Quote the blog post about whether to get Facebook word for word, starting with "I like myspace" and going on through "is ART WANK!!!!!".

▶ _ARTICLE_:
· · · · · · ·

Of all the trivial things to start a blog with, I think I'm about to take the cake. Should I get a facebook?
Okay so I've been asking myself this a lot lately because it seems the whole fucking world has one. But I don't want one! I really am content with myspace... it's practically facebook now anyway, but all my friends and even my boyfriend are now relying on facbook rather than myspace to communicate with everyone. My dad [who has facebook] knows what my boyfriend is doing more often than I do. But it seems to me like facebook stalking could be a very awkward thing. I mean, it's harder to find people on myspace than on facebook. And those people from years ago that your glad you have forgotten, can locate you quickly and easily if they so choose. And if you deny them, well that just shows what you think about them really... and in a worl were being two-faced often pays off, I don't like that.
I mean what if my ex-best friend from primary school decided to add me?
If I deny her, chances are she'll go tell her mother who happens to be one of my mothers closest friends. Then all hell breaks loose and I get accused of being petty and holding grudges. Both might be true, but I get enough shit for that as it is. I don't want her to add me. I don't want to talk to her. But chaces are on the face-space that our paths may cross and we would feel OBLIGATED to talk to each other.
It's the polite thing to do.
I like myspace because it doesn't tell you who you know and only recently started asking me if 'I think I know this person'.
Or maybe I'm reading to much into this...
Probably the latter.
Next on my agender is ART WANK!!!!!
Art wank: This is the way people writing things in a way that is forced artsy. Like they sit there and think for an age about the most interesting and post modern way to say "I hate men, they fucking suck."

· · · · · · ·

▶ _INFORMATION SHOWN_:
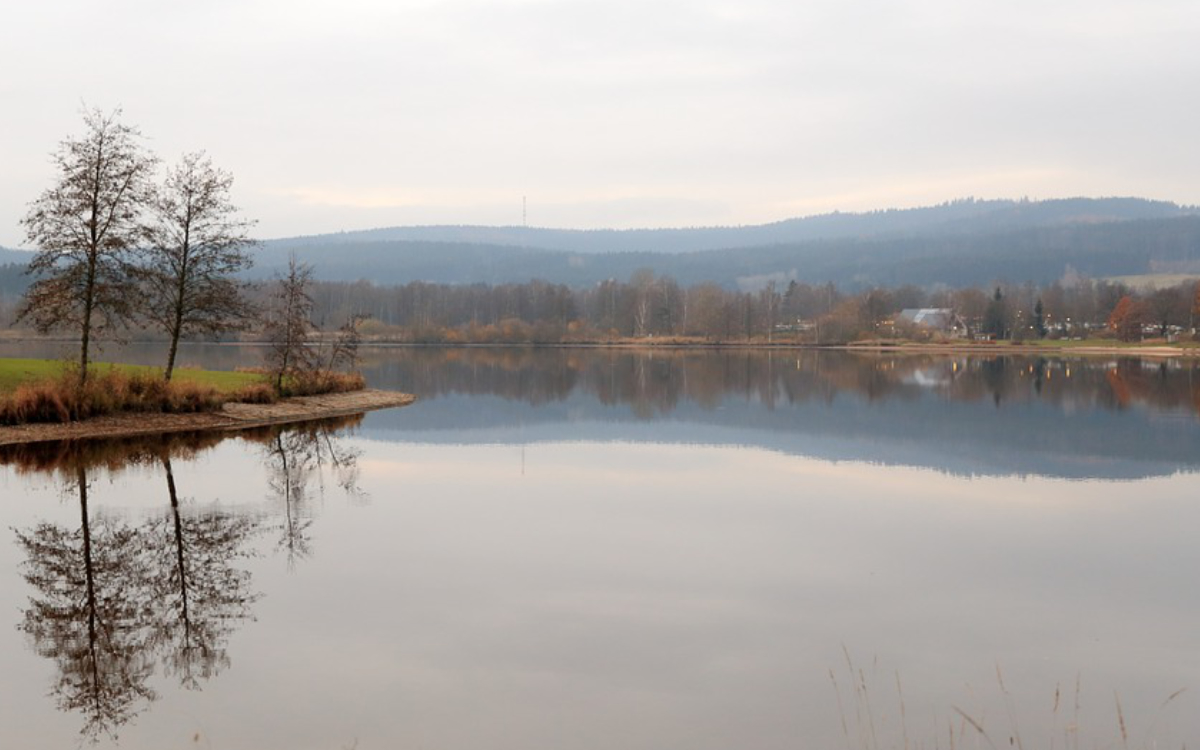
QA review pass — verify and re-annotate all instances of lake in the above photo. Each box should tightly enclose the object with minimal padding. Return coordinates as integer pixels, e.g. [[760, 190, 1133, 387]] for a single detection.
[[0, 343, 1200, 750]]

· · · · · · ·

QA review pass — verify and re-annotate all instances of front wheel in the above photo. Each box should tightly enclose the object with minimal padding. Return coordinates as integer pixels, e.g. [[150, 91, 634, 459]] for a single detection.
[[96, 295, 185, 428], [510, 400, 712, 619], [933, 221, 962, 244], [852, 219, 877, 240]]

· · · · · · ·

▶ _FULL OUTPUT_:
I like myspace because it doesn't tell you who you know and only recently started asking me if 'I think I know this person'.
Or maybe I'm reading to much into this...
Probably the latter.
Next on my agender is ART WANK!!!!!